- _Records to use_
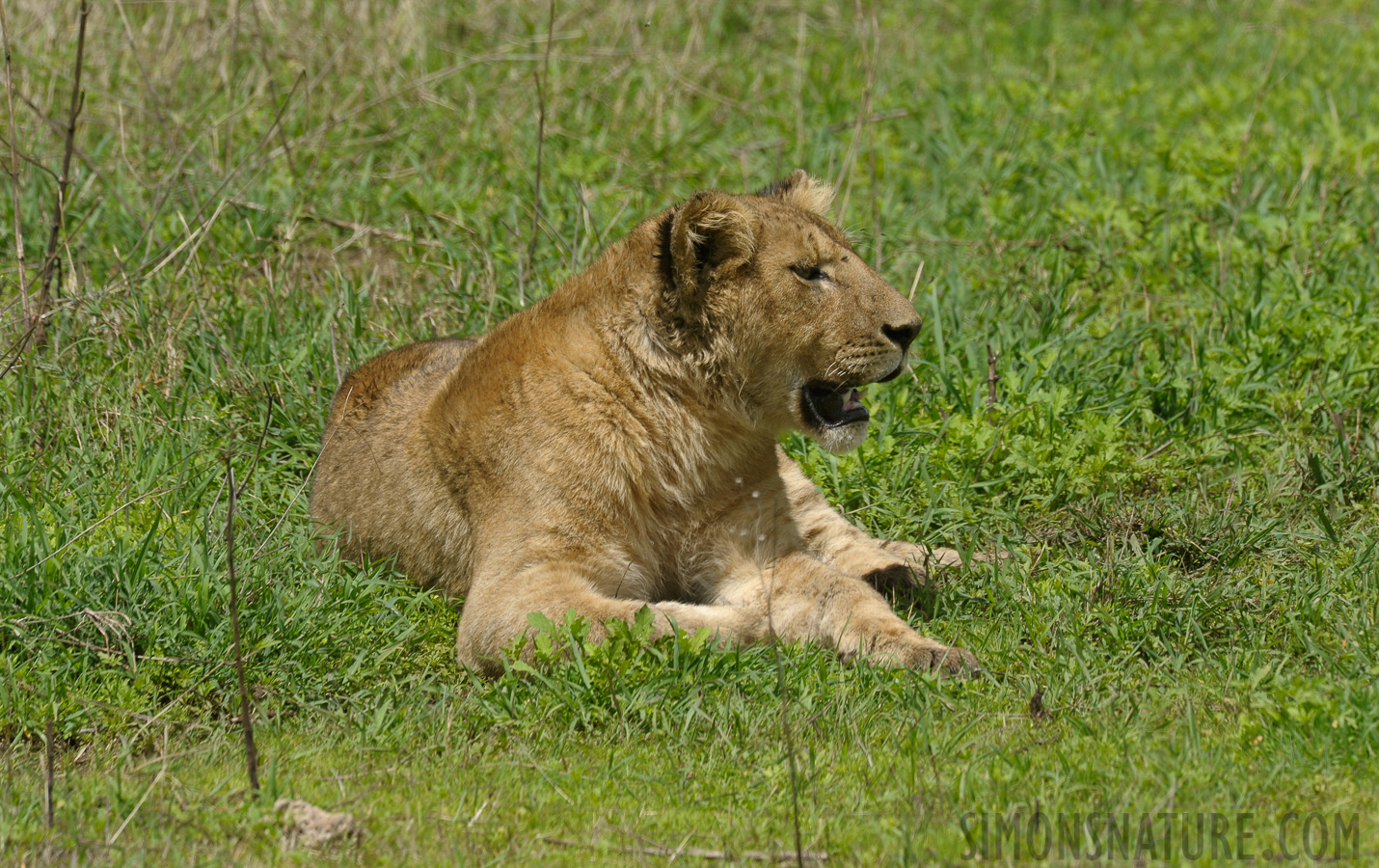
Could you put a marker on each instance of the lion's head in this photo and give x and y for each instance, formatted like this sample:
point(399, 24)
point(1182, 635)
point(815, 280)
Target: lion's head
point(775, 300)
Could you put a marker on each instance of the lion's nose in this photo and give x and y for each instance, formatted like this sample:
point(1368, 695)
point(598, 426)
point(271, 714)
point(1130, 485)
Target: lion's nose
point(902, 334)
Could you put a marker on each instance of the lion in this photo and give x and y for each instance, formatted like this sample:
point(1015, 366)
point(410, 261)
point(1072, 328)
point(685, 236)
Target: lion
point(615, 446)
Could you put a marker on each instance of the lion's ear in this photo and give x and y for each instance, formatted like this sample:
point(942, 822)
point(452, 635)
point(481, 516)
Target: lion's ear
point(801, 191)
point(709, 231)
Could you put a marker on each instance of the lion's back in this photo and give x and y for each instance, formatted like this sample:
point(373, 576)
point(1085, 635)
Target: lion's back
point(365, 487)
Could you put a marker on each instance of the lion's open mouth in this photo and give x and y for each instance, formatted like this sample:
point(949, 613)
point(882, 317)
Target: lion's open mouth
point(830, 406)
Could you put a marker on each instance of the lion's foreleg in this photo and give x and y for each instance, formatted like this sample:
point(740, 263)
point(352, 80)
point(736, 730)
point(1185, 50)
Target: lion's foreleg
point(497, 613)
point(837, 543)
point(804, 599)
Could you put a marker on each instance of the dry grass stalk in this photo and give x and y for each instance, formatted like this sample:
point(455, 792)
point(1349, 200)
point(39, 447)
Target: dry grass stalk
point(541, 140)
point(246, 717)
point(60, 205)
point(14, 167)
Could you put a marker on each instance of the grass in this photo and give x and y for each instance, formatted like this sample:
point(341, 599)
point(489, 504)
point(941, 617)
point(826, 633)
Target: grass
point(1158, 220)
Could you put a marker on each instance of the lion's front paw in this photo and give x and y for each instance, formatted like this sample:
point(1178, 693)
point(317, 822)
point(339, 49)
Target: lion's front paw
point(917, 564)
point(946, 660)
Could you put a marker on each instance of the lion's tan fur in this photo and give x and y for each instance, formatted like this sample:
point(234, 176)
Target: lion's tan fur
point(615, 445)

- _Stated problem_
Rewrite all of the records above as a Markdown table with two columns, Row and Line, placing each nonblank line in its own numbered row. Omit the pictures from the table.

- _Correct response_
| Row | Line |
|---|---|
| 1 | Could you put a marker on each instance of the lion's head in this photo and give x and y for each instance, formatted like this sample: |
| 2 | point(399, 24) |
| 3 | point(1182, 635) |
| 4 | point(815, 280) |
| 5 | Target: lion's head |
| 6 | point(775, 300) |
| 7 | Could you put a marker on each instance of the lion's nose in this photo and give x and y for each instance, formatted like this sample: |
| 8 | point(1368, 695) |
| 9 | point(598, 426) |
| 10 | point(271, 714) |
| 11 | point(1130, 485) |
| 12 | Target: lion's nose |
| 13 | point(902, 334) |
| 14 | Could you put a marker on each instance of the lion in this photo and give x and y for each instance, formatted like this sample: |
| 15 | point(1015, 366) |
| 16 | point(410, 261) |
| 17 | point(1072, 328) |
| 18 | point(685, 236) |
| 19 | Target: lion |
| 20 | point(615, 446) |
| 21 | Could you put a marker on each instance of the lion's ear in this photo and give x and y for each instance, formatted like this sample: |
| 22 | point(942, 822) |
| 23 | point(452, 635) |
| 24 | point(481, 516) |
| 25 | Target: lion's ear |
| 26 | point(801, 191) |
| 27 | point(709, 231) |
| 28 | Could you put a marker on each instance of the lion's back in this photo and give x and y for each instance, formatted like this sample: |
| 29 | point(373, 576) |
| 30 | point(1085, 635) |
| 31 | Target: lion's back |
| 32 | point(365, 487) |
| 33 | Could you put a marker on each instance of the lion's open mouth in this photo and give x and y for each instance, formatted like this sample: |
| 34 | point(949, 613) |
| 35 | point(882, 317) |
| 36 | Target: lion's open mouth |
| 37 | point(830, 406) |
| 38 | Could you put a marker on each instance of the lion's foreleg in this photo and give x and y for each instance, formatted like this sample: |
| 39 | point(740, 263) |
| 40 | point(352, 80) |
| 41 | point(736, 730) |
| 42 | point(1185, 50) |
| 43 | Target: lion's foreleg |
| 44 | point(497, 613) |
| 45 | point(837, 543) |
| 46 | point(804, 599) |
| 47 | Could you put a marker on each instance of the dry grass stalk in this photo and give x and y for each instance, formatted like this sample: |
| 48 | point(455, 792) |
| 49 | point(1349, 200) |
| 50 | point(39, 447) |
| 51 | Target: dry grass stalk |
| 52 | point(541, 140) |
| 53 | point(246, 717) |
| 54 | point(60, 205) |
| 55 | point(14, 167) |
| 56 | Could you put a marker on each instance of the grass in this photo and give x and y for each instance, formatted like this sample: |
| 57 | point(341, 599) |
| 58 | point(489, 504) |
| 59 | point(941, 617) |
| 60 | point(826, 633) |
| 61 | Target: grass |
| 62 | point(1158, 220) |
| 63 | Could you put a marker on each instance of the lion's front paw in this photo and give x and y for each instance, formatted like this sample: |
| 64 | point(1178, 693) |
| 65 | point(317, 822) |
| 66 | point(339, 49) |
| 67 | Target: lion's front paw |
| 68 | point(917, 564) |
| 69 | point(946, 660) |
| 70 | Could you put a marker on each instance of the lion's tan fur in this photo and give x and y for each instance, formatted like this sample: |
| 71 | point(234, 176) |
| 72 | Target: lion's tan fur |
| 73 | point(615, 445) |